§ **Contour labeling items**
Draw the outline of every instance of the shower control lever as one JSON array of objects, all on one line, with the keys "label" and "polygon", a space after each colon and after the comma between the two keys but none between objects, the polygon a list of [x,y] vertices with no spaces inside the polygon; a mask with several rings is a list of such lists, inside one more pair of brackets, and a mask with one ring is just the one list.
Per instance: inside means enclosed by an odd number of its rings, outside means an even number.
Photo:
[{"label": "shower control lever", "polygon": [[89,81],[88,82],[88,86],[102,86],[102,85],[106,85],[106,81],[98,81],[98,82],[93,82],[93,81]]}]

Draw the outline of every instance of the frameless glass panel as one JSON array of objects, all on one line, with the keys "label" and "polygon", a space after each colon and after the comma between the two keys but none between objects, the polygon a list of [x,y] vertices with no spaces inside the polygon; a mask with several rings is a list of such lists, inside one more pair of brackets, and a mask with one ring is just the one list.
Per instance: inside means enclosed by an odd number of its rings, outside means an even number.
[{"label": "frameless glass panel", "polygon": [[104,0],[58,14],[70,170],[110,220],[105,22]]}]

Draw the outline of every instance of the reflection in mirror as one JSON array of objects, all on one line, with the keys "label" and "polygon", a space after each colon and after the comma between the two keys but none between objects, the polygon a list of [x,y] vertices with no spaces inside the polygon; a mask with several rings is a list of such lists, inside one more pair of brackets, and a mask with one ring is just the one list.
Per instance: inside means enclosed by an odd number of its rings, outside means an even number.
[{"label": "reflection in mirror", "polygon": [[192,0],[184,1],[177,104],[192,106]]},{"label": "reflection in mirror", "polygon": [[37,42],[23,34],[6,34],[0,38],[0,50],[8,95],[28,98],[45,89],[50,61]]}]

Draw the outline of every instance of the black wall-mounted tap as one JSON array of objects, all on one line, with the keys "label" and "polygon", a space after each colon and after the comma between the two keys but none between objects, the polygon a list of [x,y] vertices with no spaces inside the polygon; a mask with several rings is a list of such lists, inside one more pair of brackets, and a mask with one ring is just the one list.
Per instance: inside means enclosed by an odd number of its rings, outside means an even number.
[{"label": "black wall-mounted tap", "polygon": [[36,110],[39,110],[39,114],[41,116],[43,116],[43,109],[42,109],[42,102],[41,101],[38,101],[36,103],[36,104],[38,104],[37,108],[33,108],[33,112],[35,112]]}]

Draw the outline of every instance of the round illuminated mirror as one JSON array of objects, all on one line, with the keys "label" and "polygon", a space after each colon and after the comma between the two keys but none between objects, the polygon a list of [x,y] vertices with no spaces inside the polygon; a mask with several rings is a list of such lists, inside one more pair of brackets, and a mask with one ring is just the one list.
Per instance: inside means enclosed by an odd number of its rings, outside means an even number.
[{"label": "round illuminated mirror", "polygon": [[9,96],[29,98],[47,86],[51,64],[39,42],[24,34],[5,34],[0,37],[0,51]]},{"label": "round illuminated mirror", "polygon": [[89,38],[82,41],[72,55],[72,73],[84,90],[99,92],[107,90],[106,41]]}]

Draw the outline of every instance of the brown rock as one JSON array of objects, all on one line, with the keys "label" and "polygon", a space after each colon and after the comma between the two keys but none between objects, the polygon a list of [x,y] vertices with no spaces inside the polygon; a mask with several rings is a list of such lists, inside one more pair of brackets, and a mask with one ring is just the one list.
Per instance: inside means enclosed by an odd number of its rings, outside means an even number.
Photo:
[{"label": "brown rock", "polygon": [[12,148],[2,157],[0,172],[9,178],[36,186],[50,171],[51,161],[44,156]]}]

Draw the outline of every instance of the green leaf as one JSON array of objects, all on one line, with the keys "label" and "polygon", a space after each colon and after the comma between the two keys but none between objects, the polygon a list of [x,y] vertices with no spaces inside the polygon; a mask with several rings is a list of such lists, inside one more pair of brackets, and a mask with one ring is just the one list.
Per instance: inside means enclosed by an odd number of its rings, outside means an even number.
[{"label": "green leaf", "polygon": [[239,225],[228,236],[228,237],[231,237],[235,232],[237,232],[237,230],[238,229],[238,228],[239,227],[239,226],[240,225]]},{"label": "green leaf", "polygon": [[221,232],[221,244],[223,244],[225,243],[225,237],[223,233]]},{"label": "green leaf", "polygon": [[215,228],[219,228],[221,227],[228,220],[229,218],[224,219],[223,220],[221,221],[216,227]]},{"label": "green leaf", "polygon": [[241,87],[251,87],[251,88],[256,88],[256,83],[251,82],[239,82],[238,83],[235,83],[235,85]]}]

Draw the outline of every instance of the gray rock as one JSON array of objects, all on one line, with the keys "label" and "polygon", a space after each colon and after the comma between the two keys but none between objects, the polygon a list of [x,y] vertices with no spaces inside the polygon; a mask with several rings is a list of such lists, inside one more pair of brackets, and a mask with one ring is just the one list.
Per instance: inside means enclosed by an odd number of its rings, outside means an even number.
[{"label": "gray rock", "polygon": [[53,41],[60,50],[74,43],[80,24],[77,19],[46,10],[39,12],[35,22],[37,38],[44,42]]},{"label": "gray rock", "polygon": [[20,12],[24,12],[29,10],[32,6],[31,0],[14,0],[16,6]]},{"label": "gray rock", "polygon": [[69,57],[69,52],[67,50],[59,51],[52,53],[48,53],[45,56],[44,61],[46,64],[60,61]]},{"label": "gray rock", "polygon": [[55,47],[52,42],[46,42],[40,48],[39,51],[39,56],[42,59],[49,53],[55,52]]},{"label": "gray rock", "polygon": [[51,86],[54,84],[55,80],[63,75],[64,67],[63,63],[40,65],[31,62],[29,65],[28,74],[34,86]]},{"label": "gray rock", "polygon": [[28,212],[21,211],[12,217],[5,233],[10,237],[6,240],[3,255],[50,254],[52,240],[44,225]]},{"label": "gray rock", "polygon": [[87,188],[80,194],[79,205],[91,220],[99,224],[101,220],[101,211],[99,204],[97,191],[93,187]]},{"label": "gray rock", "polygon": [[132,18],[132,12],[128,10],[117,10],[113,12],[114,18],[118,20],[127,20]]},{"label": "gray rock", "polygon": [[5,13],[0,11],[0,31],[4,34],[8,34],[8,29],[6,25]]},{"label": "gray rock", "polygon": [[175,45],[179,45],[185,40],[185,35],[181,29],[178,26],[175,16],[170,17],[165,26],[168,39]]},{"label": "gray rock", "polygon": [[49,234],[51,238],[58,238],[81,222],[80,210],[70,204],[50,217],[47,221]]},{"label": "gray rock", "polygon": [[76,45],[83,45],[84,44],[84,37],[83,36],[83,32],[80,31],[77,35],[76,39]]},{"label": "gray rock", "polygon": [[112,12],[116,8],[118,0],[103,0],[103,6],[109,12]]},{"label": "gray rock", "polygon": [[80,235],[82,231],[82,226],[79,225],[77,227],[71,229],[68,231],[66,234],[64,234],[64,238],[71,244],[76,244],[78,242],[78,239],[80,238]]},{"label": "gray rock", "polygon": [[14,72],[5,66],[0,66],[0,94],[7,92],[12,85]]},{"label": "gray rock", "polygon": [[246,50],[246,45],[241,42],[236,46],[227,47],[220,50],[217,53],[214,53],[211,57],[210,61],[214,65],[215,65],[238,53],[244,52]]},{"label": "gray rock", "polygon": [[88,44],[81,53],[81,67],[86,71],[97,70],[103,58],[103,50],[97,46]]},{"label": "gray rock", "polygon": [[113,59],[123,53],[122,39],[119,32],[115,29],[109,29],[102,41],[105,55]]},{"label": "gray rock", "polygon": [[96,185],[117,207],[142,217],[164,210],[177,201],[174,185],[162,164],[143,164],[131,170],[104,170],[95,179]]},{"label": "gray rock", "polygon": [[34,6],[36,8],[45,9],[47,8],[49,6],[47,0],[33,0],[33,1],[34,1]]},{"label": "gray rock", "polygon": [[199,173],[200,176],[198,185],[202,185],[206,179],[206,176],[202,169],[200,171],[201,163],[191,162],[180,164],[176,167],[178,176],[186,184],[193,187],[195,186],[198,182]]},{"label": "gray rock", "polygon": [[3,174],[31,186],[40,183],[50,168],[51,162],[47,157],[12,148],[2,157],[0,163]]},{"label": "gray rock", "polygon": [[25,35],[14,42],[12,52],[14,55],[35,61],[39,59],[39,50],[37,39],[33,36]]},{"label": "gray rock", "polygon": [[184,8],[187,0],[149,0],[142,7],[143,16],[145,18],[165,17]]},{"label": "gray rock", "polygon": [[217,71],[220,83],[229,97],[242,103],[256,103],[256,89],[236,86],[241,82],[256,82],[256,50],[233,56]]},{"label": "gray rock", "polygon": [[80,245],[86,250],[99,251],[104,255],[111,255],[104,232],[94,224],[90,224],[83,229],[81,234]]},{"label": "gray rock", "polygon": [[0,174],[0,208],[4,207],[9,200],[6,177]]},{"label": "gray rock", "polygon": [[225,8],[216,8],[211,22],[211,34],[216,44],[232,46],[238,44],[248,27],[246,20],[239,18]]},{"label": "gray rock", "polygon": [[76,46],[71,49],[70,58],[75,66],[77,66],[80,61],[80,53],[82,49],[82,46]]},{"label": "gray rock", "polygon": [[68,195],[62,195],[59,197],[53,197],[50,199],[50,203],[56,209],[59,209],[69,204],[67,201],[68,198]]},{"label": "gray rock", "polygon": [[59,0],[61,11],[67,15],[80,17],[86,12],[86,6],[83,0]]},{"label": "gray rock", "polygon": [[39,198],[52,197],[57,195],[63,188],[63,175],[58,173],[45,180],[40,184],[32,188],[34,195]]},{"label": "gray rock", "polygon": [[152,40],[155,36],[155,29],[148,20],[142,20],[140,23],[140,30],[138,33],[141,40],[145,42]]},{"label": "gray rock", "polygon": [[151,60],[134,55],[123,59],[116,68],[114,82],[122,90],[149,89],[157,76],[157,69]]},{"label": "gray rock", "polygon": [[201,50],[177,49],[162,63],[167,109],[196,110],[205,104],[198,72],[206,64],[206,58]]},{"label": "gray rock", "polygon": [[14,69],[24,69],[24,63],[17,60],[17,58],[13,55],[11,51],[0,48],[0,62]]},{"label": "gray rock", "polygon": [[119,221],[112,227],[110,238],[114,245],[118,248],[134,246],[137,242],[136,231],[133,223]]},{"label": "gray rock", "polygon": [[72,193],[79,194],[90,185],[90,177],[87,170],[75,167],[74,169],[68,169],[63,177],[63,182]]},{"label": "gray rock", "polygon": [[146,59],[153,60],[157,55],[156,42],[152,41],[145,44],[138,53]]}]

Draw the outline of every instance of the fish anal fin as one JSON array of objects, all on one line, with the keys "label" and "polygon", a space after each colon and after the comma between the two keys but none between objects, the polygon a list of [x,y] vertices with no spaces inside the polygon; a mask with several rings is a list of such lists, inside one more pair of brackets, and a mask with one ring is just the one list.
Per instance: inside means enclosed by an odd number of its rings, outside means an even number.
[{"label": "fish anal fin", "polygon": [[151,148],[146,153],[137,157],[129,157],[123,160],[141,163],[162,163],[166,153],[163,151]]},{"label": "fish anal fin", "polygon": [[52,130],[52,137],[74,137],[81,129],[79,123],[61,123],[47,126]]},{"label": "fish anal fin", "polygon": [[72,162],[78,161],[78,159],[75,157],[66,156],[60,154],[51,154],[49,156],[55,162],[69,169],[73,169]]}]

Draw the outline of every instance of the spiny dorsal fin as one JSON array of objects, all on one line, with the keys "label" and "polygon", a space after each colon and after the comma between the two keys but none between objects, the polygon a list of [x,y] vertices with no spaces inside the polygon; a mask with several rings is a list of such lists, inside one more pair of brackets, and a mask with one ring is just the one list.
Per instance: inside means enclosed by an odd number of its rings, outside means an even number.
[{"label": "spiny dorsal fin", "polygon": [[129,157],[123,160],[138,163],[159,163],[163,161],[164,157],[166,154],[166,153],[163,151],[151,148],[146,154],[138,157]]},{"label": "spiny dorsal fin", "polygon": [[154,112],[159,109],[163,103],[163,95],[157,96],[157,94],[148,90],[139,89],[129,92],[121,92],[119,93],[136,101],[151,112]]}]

§ **PROBLEM TO SOLVE**
Output the line that contains "Draw the outline of every instance of the spiny", followed by every later line in the listing, with no line omitted and none added.

§ **EXERCISE RESPONSE**
Draw the outline of every instance of the spiny dorsal fin as one JSON array of objects, all on one line, with the keys "label" and "polygon", a space after each colon and after the comma between the two keys but none between objects, the polygon a list of [x,y] vertices with no spaces inside the polygon; a mask with several rings is a list of such lists, inside one more pair of brackets, and a mask with one ring is just the one list.
Per instance: inside means enclosed by an odd number of its rings, outside means an even number.
[{"label": "spiny dorsal fin", "polygon": [[129,157],[123,160],[138,163],[159,163],[163,161],[164,157],[166,154],[166,153],[163,151],[151,148],[146,154],[138,157]]},{"label": "spiny dorsal fin", "polygon": [[154,112],[159,109],[163,103],[163,95],[157,96],[157,94],[148,90],[139,89],[129,92],[121,92],[119,93],[136,101],[151,112]]}]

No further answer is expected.